[What is needed]
Reproduce every one of the records below word for word, leaving each line unchanged.
+===+
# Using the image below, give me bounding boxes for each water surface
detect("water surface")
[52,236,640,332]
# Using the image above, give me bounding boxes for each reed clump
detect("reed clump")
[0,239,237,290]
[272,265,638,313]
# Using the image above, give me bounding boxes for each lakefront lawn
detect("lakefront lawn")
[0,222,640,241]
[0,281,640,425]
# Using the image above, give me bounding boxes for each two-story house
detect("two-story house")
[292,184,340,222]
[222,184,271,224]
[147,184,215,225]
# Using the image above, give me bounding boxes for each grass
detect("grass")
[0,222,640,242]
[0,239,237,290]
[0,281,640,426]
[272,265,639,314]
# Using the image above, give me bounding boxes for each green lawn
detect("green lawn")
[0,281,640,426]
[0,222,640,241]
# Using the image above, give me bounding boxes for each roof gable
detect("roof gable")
+===+
[Response below]
# Using the image below, give me bounding boxes for each water surface
detect("water surface")
[52,236,640,332]
# Using the image above, give me bounding boxes for each reed clump
detect("reed clump")
[0,239,237,290]
[272,265,638,313]
# Using the image above, give me bounding boxes for each lakefront lawn
detect("lakefront lawn")
[0,222,640,241]
[0,281,640,425]
# Using the image above, give me bounding boxes for each two-story house
detect("two-story house")
[292,184,340,222]
[222,184,271,224]
[147,184,215,225]
# Using the image above, give me bounding boxes for each grass
detect("grass")
[0,222,640,242]
[0,239,237,290]
[0,281,640,426]
[272,265,639,314]
# Using the image above, give me bounding boxes for each green lawn
detect("green lawn")
[0,281,640,426]
[0,222,640,241]
# Using the image above, give me bounding boxes for each roof gable
detect("roof gable")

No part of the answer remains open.